— START MATERIAL FOR THIS EXERCISE —

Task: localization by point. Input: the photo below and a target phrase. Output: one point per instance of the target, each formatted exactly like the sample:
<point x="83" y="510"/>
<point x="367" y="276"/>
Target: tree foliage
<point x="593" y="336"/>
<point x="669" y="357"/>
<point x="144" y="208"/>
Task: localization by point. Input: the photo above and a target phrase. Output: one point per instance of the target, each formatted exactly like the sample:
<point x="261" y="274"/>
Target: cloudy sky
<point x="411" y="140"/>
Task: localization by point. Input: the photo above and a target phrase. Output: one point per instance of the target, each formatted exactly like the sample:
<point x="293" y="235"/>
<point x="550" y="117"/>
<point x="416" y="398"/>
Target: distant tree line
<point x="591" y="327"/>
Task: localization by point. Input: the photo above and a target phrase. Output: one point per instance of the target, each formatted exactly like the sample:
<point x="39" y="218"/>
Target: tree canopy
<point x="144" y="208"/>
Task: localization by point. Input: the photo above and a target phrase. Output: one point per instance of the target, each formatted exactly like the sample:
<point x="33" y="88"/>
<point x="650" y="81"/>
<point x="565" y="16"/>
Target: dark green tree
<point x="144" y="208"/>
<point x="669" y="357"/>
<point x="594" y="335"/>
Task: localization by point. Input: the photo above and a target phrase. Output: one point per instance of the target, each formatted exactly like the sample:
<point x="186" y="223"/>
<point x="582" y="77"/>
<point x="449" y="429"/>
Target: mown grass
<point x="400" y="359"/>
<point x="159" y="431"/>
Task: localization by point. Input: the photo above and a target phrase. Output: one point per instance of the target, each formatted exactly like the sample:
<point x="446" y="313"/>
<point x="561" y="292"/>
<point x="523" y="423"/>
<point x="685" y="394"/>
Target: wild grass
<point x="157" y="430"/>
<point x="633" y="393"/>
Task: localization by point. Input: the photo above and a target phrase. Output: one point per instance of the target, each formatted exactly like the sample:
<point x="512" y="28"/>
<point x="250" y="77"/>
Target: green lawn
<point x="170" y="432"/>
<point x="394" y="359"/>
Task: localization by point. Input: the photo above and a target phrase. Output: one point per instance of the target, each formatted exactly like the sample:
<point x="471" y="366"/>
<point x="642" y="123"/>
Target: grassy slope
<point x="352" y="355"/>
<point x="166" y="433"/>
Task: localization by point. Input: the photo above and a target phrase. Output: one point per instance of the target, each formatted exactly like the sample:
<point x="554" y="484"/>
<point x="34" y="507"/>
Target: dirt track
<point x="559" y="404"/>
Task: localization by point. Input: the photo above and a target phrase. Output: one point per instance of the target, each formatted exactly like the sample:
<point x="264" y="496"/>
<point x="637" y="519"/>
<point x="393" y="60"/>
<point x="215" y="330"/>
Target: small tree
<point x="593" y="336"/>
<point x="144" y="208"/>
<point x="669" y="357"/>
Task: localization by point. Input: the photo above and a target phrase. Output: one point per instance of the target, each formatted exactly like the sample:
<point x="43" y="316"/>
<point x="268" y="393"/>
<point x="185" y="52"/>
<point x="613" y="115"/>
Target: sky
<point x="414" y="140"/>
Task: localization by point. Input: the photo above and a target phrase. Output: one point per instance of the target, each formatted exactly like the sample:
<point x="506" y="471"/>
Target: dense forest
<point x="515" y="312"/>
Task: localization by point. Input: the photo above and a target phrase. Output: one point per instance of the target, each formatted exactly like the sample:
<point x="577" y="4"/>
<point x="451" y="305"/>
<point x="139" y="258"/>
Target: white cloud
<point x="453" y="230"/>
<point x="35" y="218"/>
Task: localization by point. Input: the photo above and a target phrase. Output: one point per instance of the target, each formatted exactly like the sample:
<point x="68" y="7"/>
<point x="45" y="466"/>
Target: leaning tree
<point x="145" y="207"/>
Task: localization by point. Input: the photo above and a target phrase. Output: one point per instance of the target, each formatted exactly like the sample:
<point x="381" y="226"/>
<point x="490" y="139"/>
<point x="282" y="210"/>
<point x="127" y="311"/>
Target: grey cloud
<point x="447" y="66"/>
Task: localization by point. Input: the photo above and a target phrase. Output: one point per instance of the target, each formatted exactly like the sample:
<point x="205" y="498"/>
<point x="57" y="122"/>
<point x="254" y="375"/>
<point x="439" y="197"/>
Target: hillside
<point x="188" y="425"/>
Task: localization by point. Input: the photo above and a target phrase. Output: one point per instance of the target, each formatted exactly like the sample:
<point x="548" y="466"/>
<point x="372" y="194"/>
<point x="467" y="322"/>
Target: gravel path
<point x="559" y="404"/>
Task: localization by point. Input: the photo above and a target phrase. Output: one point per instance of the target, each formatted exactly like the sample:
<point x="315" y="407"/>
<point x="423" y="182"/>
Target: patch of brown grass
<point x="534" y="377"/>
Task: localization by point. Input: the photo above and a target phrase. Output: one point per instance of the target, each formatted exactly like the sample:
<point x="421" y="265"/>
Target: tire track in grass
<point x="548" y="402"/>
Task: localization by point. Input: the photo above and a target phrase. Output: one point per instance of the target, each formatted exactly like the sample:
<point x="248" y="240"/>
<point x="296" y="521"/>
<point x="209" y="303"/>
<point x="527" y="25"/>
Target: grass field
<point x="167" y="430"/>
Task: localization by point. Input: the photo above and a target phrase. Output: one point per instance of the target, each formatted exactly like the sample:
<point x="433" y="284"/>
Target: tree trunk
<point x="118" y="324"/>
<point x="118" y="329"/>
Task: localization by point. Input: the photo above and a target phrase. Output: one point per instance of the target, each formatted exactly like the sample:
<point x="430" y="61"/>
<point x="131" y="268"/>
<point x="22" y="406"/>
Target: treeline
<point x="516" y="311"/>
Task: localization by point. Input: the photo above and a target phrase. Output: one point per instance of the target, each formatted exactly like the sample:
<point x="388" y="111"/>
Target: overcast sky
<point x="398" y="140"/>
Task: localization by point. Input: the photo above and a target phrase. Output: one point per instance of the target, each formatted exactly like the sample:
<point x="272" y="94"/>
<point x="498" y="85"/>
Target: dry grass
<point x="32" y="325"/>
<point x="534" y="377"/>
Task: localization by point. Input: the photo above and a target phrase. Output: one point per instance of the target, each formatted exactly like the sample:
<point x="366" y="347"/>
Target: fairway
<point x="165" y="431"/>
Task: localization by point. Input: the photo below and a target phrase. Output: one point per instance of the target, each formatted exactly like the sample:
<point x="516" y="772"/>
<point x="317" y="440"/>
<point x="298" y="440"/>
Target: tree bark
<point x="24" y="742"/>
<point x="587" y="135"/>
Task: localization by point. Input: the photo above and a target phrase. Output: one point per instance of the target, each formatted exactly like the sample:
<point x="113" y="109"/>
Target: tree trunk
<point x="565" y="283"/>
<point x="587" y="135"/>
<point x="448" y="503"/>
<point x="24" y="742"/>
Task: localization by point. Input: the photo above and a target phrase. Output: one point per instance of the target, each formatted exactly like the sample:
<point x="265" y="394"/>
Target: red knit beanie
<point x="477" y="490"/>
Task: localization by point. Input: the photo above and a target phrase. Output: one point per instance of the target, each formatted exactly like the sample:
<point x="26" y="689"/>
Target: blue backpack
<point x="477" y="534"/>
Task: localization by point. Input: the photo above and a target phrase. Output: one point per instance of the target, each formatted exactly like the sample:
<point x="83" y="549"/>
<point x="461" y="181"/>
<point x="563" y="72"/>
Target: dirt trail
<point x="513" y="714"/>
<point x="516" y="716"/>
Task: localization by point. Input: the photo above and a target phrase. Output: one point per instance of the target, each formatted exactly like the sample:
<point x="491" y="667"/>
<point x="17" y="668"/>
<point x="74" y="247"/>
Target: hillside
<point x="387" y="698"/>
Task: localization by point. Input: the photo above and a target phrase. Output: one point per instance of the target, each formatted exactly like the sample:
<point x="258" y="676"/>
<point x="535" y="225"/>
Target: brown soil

— END MATERIAL FOR THIS EXERCISE —

* [TASK TO CARRY OUT]: Go through the listing and print each line exactly as it appears.

* [THE RESPONSE]:
Task: localization by point. Input: the photo below and a target phrase. Output: one point per instance of the target, each formatted exactly like the sample:
<point x="83" y="510"/>
<point x="367" y="276"/>
Target: tree foliage
<point x="593" y="336"/>
<point x="669" y="357"/>
<point x="144" y="208"/>
Task: localization by point. Input: the photo above and a target phrase. Output: one point per instance of the target, each formatted exactly like the sample:
<point x="261" y="274"/>
Target: cloudy sky
<point x="411" y="140"/>
Task: localization by point. Input: the photo above and a target phrase. Output: one point per instance of the target, each formatted exactly like the sample:
<point x="293" y="235"/>
<point x="550" y="117"/>
<point x="416" y="398"/>
Target: distant tree line
<point x="591" y="327"/>
Task: localization by point. Input: the photo above and a target phrase. Output: one point per instance of the target, each formatted exactly like the sample:
<point x="39" y="218"/>
Target: tree canopy
<point x="144" y="208"/>
Task: localization by point. Input: the photo above and a target phrase. Output: one point per instance of the target, each formatted exactly like the sample:
<point x="33" y="88"/>
<point x="650" y="81"/>
<point x="565" y="16"/>
Target: dark green tree
<point x="144" y="208"/>
<point x="669" y="357"/>
<point x="594" y="335"/>
Task: localization by point. Input: the photo above and a target phrase. Output: one point per instance of the target, each formatted exactly like the sample:
<point x="186" y="223"/>
<point x="582" y="77"/>
<point x="449" y="429"/>
Target: mown grass
<point x="400" y="359"/>
<point x="159" y="431"/>
Task: localization by point. Input: the photo above and a target phrase. Output: one point per instance of the target, each formatted exactly like the sample:
<point x="446" y="313"/>
<point x="561" y="292"/>
<point x="523" y="423"/>
<point x="685" y="394"/>
Target: wild grass
<point x="157" y="430"/>
<point x="633" y="393"/>
Task: localization by point. Input: the photo above and a target phrase. Output: one point per instance of the target, each formatted exactly like the sample:
<point x="512" y="28"/>
<point x="250" y="77"/>
Target: green lawn
<point x="170" y="432"/>
<point x="394" y="359"/>
Task: localization by point. Input: the photo above and a target phrase. Output: one point per instance of the target, each formatted exactly like the sample:
<point x="471" y="366"/>
<point x="642" y="123"/>
Target: grassy slope
<point x="352" y="355"/>
<point x="166" y="433"/>
Task: localization by point. Input: the photo above and a target phrase. Output: one point per instance of the target, each formatted exactly like the sample:
<point x="554" y="484"/>
<point x="34" y="507"/>
Target: dirt track
<point x="559" y="404"/>
Task: localization by point. Input: the photo above and a target phrase. Output: one point per instance of the target, each formatted exactly like the sample:
<point x="264" y="496"/>
<point x="637" y="519"/>
<point x="393" y="60"/>
<point x="215" y="330"/>
Target: small tree
<point x="593" y="336"/>
<point x="144" y="208"/>
<point x="669" y="357"/>
Task: localization by point. Input: the photo above and a target phrase. Output: one point per instance of the target, each formatted exactly like the sample:
<point x="43" y="316"/>
<point x="268" y="393"/>
<point x="185" y="52"/>
<point x="613" y="115"/>
Target: sky
<point x="414" y="140"/>
Task: localization by point. Input: the photo above and a target phrase. Output: one point per instance of the target, each formatted exactly like the sample:
<point x="506" y="471"/>
Target: dense forest
<point x="515" y="312"/>
Task: localization by point. Input: the photo above and a target phrase. Output: one point per instance of the target, each formatted exactly like the sample:
<point x="577" y="4"/>
<point x="451" y="305"/>
<point x="139" y="258"/>
Target: white cloud
<point x="453" y="230"/>
<point x="35" y="218"/>
Task: localization by point. Input: the photo above and a target phrase. Output: one point per instance of the target, each formatted exactly like the sample:
<point x="68" y="7"/>
<point x="45" y="466"/>
Target: leaning tree
<point x="145" y="207"/>
Task: localization by point. Input: the photo above and a target phrase. Output: one point per instance of the target, each formatted exactly like the sample:
<point x="381" y="226"/>
<point x="490" y="139"/>
<point x="282" y="210"/>
<point x="127" y="311"/>
Target: grey cloud
<point x="447" y="66"/>
Task: localization by point. Input: the photo above and a target phrase. Output: one point per instance of the target, each formatted exactly like the sample:
<point x="205" y="498"/>
<point x="57" y="122"/>
<point x="254" y="375"/>
<point x="439" y="197"/>
Target: hillside
<point x="188" y="425"/>
Task: localization by point. Input: the photo above and a target phrase. Output: one point per instance of the target, each formatted exactly like the sample:
<point x="548" y="466"/>
<point x="372" y="194"/>
<point x="467" y="322"/>
Target: gravel path
<point x="559" y="404"/>
Task: localization by point. Input: the photo above and a target phrase. Output: one point per instance of the target, each formatted exactly like the sample:
<point x="315" y="407"/>
<point x="423" y="182"/>
Target: patch of brown grass
<point x="534" y="377"/>
Task: localization by point. Input: the photo above and a target phrase. Output: one point per instance of the target, each formatted exactly like the sample:
<point x="421" y="265"/>
Target: tire track in grass
<point x="548" y="402"/>
Task: localization by point. Input: the photo above and a target phrase. Output: one point per instance of the target, each formatted exactly like the sample:
<point x="248" y="240"/>
<point x="296" y="521"/>
<point x="209" y="303"/>
<point x="527" y="25"/>
Target: grass field
<point x="167" y="430"/>
Task: localization by point. Input: the photo above and a target phrase. Output: one point per instance of the target, each formatted exactly like the sample:
<point x="433" y="284"/>
Target: tree trunk
<point x="118" y="324"/>
<point x="118" y="329"/>
Task: localization by point. Input: the photo above and a target phrase. Output: one point per instance of the target, each formatted exactly like the sample:
<point x="430" y="61"/>
<point x="131" y="268"/>
<point x="22" y="406"/>
Target: treeline
<point x="516" y="311"/>
Task: localization by point. Input: the photo above and a target phrase. Output: one point per instance of the target, each formatted exactly like the sample:
<point x="388" y="111"/>
Target: overcast sky
<point x="398" y="140"/>
Task: localization by point. Input: the photo above and a target phrase. Output: one point per instance of the target, each formatted exactly like the sample:
<point x="272" y="94"/>
<point x="498" y="85"/>
Target: dry grass
<point x="32" y="325"/>
<point x="534" y="377"/>
Task: localization by point. Input: the photo above and a target phrase. Output: one point per instance of the target, each formatted exactly like the sample:
<point x="366" y="347"/>
Target: fairway
<point x="165" y="431"/>
Task: localization by point. Input: the photo below and a target phrase. Output: one point per instance of the target, each formatted exactly like the sample:
<point x="516" y="772"/>
<point x="317" y="440"/>
<point x="298" y="440"/>
Target: tree bark
<point x="24" y="742"/>
<point x="587" y="135"/>
Task: localization by point. Input: the photo above and a target phrase. Output: one point per instance of the target, each formatted exactly like the sample:
<point x="113" y="109"/>
Target: tree trunk
<point x="565" y="283"/>
<point x="587" y="135"/>
<point x="448" y="503"/>
<point x="24" y="742"/>
Task: localization by point. Input: the photo above and a target phrase. Output: one point per instance of the target, each formatted exactly like the sample:
<point x="265" y="394"/>
Target: red knit beanie
<point x="477" y="490"/>
Task: localization by point. Input: the photo above and a target phrase. Output: one point per instance of the target, each formatted exactly like the sample:
<point x="26" y="689"/>
Target: blue backpack
<point x="477" y="534"/>
Task: localization by point. Input: the photo above and a target phrase. Output: one point per instance of the target, each formatted exactly like the sample:
<point x="83" y="549"/>
<point x="461" y="181"/>
<point x="563" y="72"/>
Target: dirt trail
<point x="513" y="714"/>
<point x="516" y="716"/>
Task: localization by point. Input: the photo above and a target phrase. Output: one point per instance of the target, each formatted exactly like the sample:
<point x="491" y="667"/>
<point x="17" y="668"/>
<point x="74" y="247"/>
Target: hillside
<point x="387" y="698"/>
Task: localization by point. Input: the photo above and a target phrase. Output: one point per instance of the target, each formatted exactly like the sample:
<point x="258" y="676"/>
<point x="535" y="225"/>
Target: brown soil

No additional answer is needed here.